▸ Task list
- a) Reproduce the passage of the health and safety guide from "Plain English Guide" to "can meet them.".
- b) According to the health and safety guide, whom may an employee contact without being disciplined if the employer won't listen to their concerns?

▸ Reading text
BEGIN

Plain English Guide to British Employment Law
Health and Safety
Employers have legal obligations to ensure a safe and healthy workplace. As an employee, you have rights, and you have responsibilities for your own workplace health and safety and that of your colleagues. Find out what these employment law health and safety responsibilities are, and how you can meet them.
Your health and safety employment law rights
Your employment law health and safety rights are given to you by legislation, and generally can’t be changed or removed by your employer. The most important rights are:
- as far as possible, to have any risks to your health and safety properly controlled
- to be provided, free of charge, with any personal protective and safety equipment
- if you have reasonable concerns about your safety, to stop work and leave your work area, without being disciplined
- to tell your employer about any employment law health and safety concerns you have
- to get in touch with the Health and Safety Executive (HSE) or your local authority if your employer won’t listen to your concerns, without being disciplined
- to have rest breaks during the working day, to have time off from work during the working week, and to have annual paid holiday
Your employment law health and safety responsibilities
Your most important employment law health and safety responsibilities as an employee are:
- to take reasonable care of your own workplace health and safety
- if possible avoid wearing jewellery or loose clothing if operating machinery
- if you have long hair or wear a headscarf, make sure it’s tucked out of the way (it could get caught in machinery)

END

▸ Entries provided
BEGIN

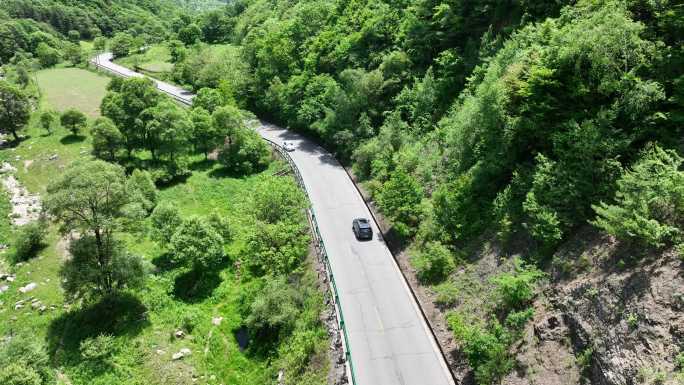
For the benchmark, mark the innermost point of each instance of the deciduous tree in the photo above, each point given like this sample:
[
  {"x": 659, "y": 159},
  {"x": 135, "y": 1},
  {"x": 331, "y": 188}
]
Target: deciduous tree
[
  {"x": 92, "y": 199},
  {"x": 15, "y": 109},
  {"x": 107, "y": 139},
  {"x": 73, "y": 120}
]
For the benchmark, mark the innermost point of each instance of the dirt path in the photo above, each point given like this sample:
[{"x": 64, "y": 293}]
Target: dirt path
[{"x": 25, "y": 207}]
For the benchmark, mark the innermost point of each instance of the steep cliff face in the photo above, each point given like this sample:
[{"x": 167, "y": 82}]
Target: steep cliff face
[{"x": 614, "y": 317}]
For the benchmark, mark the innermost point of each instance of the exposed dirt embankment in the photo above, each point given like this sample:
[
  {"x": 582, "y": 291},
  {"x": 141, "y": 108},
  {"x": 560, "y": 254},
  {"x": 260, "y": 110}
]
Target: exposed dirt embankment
[{"x": 608, "y": 314}]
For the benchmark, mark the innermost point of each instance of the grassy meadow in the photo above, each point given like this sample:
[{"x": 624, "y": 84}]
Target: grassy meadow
[
  {"x": 64, "y": 88},
  {"x": 154, "y": 61},
  {"x": 144, "y": 340}
]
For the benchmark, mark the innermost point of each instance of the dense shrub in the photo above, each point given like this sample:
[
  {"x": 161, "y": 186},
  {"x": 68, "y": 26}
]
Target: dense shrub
[
  {"x": 196, "y": 243},
  {"x": 517, "y": 288},
  {"x": 400, "y": 199},
  {"x": 141, "y": 185},
  {"x": 433, "y": 262},
  {"x": 276, "y": 248},
  {"x": 278, "y": 199},
  {"x": 486, "y": 348},
  {"x": 246, "y": 153},
  {"x": 274, "y": 311},
  {"x": 24, "y": 361},
  {"x": 97, "y": 348},
  {"x": 649, "y": 205},
  {"x": 19, "y": 374}
]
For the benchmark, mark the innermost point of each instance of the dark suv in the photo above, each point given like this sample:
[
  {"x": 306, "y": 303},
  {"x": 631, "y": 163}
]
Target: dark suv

END

▸ Outputs by task
- a)
Plain English Guide to British Employment Law
Health and Safety
Employers have legal obligations to ensure a safe and healthy workplace. As an employee, you have rights, and you have responsibilities for your own workplace health and safety and that of your colleagues. Find out what these employment law health and safety responsibilities are, and how you can meet them.

- b) The Health and Safety Executive (HSE) or their local authority.